▶ Problem requirements
Find each line below that includes "dress", then copy it.

▶ Data for analysis
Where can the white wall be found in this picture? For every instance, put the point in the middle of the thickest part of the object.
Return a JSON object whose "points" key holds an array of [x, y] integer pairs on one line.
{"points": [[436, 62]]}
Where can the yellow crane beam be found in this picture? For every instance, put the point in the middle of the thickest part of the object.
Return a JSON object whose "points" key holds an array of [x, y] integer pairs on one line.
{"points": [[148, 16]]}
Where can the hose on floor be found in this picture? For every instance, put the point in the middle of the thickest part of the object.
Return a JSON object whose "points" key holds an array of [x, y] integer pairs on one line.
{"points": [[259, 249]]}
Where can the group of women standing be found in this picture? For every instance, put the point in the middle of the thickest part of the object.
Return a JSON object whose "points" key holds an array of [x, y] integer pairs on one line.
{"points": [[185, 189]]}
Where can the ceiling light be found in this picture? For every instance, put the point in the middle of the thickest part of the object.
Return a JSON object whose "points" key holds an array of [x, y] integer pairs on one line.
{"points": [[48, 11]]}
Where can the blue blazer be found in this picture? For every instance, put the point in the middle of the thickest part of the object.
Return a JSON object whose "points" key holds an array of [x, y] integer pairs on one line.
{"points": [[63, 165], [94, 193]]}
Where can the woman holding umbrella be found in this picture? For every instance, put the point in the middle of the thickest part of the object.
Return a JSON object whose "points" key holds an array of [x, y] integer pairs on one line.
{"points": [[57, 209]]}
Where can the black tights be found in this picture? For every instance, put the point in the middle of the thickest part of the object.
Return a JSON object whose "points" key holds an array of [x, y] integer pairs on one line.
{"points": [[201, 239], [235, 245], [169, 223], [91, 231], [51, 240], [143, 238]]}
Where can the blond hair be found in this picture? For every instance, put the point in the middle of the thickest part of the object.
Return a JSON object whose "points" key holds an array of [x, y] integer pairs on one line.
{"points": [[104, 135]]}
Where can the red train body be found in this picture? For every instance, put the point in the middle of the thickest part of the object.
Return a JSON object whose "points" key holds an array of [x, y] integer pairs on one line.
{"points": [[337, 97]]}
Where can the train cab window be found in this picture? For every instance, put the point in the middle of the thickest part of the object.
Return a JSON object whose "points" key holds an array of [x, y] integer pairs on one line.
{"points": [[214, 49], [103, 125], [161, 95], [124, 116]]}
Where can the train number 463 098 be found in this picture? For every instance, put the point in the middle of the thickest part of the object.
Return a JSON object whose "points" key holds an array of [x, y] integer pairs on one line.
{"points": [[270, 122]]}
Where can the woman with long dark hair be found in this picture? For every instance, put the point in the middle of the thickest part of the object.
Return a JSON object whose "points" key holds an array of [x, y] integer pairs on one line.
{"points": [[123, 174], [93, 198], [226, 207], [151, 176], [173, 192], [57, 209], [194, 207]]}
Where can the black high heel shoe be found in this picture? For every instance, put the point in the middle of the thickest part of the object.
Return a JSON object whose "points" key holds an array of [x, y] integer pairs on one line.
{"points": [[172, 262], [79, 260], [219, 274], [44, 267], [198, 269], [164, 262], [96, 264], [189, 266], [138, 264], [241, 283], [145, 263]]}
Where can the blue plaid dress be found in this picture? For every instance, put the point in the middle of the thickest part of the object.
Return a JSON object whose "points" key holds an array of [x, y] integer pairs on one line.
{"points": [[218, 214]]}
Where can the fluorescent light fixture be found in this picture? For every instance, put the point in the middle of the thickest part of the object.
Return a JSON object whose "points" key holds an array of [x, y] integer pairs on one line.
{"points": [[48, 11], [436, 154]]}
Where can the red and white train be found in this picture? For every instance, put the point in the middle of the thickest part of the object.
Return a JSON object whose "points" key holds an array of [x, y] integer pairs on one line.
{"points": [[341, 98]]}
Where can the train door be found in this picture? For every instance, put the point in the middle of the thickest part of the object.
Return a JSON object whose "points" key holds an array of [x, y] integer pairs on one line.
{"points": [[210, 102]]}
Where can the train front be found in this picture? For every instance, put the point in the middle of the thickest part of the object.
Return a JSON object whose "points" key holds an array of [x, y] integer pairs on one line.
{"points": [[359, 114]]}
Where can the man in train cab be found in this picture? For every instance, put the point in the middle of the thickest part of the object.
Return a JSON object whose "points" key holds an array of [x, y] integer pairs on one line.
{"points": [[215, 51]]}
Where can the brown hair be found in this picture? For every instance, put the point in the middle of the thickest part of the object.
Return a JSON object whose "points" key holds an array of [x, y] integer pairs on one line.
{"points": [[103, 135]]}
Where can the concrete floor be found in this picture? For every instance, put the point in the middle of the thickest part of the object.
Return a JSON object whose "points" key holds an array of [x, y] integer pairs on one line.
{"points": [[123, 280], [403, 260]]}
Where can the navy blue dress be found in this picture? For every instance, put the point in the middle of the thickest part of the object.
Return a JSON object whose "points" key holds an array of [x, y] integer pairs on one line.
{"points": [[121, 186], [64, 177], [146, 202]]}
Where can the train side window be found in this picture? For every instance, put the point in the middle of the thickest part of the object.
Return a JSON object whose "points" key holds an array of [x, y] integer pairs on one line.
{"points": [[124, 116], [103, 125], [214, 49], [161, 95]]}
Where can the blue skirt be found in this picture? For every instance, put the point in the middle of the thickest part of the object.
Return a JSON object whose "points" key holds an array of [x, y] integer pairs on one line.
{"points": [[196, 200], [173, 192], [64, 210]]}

▶ Result for this task
Where can the blue plaid dress be found in this picture? For every instance, put the point in the middle of the thickest part of the object.
Where can the navy blue dress be found in this picture? For every instance, put the point in the middle of the thickest part of the object.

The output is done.